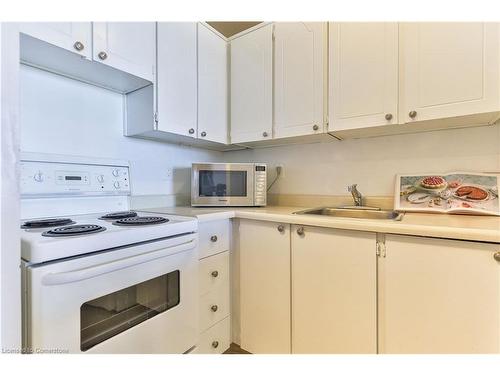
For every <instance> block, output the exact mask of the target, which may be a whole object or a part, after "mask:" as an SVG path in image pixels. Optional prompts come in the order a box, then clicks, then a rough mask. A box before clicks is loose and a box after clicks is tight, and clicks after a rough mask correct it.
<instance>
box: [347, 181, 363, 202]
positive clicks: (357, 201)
mask: <svg viewBox="0 0 500 375" xmlns="http://www.w3.org/2000/svg"><path fill="white" fill-rule="evenodd" d="M357 186H358V185H357V184H353V185H349V186H348V187H347V190H348V191H349V192H350V193H351V194H352V199H353V200H354V204H355V205H356V206H362V205H363V196H362V195H361V193H360V192H359V191H358V189H357Z"/></svg>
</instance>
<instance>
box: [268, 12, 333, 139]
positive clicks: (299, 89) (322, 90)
mask: <svg viewBox="0 0 500 375" xmlns="http://www.w3.org/2000/svg"><path fill="white" fill-rule="evenodd" d="M274 27H275V29H274V111H275V114H274V116H275V117H274V137H275V138H284V137H291V136H299V135H306V134H314V133H322V132H323V130H324V121H323V117H324V113H323V98H324V92H323V88H324V85H323V79H324V68H325V55H324V50H325V48H324V43H325V40H326V37H325V34H326V24H324V23H321V22H278V23H276V24H275V25H274ZM315 129H317V130H315Z"/></svg>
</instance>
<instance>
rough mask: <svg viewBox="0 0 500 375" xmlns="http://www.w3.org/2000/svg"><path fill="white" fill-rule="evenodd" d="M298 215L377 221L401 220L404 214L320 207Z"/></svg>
mask: <svg viewBox="0 0 500 375" xmlns="http://www.w3.org/2000/svg"><path fill="white" fill-rule="evenodd" d="M294 214H297V215H321V216H333V217H349V218H353V219H376V220H401V219H402V218H403V213H399V212H396V211H388V210H381V209H377V208H373V207H366V208H354V207H353V208H336V207H318V208H311V209H307V210H303V211H297V212H294Z"/></svg>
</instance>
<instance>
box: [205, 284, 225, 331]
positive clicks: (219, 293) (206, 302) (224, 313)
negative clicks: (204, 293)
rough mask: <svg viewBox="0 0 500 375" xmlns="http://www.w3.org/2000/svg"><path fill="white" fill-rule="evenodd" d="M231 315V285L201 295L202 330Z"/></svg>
mask: <svg viewBox="0 0 500 375" xmlns="http://www.w3.org/2000/svg"><path fill="white" fill-rule="evenodd" d="M228 315H229V285H228V284H227V285H226V286H224V287H222V288H217V289H215V290H214V291H212V292H210V293H207V294H205V295H204V296H201V297H200V332H203V331H205V330H206V329H208V328H210V327H211V326H213V325H214V324H215V323H217V322H219V321H221V320H222V319H224V318H225V317H227V316H228Z"/></svg>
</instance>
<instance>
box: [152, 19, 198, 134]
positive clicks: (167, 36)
mask: <svg viewBox="0 0 500 375" xmlns="http://www.w3.org/2000/svg"><path fill="white" fill-rule="evenodd" d="M157 38H158V51H157V54H158V62H157V64H158V77H157V95H158V100H157V103H158V130H160V131H164V132H170V133H174V134H179V135H184V136H188V137H193V138H196V136H197V134H196V133H197V100H198V95H197V85H198V77H197V65H198V61H197V25H196V23H195V22H158V31H157Z"/></svg>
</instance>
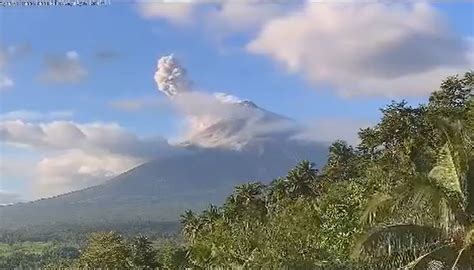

##########

● **Task requirements**: Take the material above from its first line through the line holding "box: [268, 12, 333, 139]" and set it down exactly, without the pictures.

● **Problem solution**:
For every <instance> block, output the exact mask of the target, which may be a whole object or a part, after "mask:" as an SVG path in image pixels. Optional prompts come in the order a box, then clicks, then a rough mask. A box before clicks is loose and a box after clicks is tight, and clicks after a rough mask correct it.
<instance>
box: [347, 181, 363, 202]
positive clicks: (357, 201)
mask: <svg viewBox="0 0 500 375" xmlns="http://www.w3.org/2000/svg"><path fill="white" fill-rule="evenodd" d="M357 186H358V185H357V184H353V185H349V186H348V187H347V190H348V191H349V192H350V193H351V194H352V199H353V200H354V204H355V205H356V206H362V205H363V196H362V195H361V193H360V192H359V191H358V189H357Z"/></svg>
</instance>
<instance>
box: [268, 12, 333, 139]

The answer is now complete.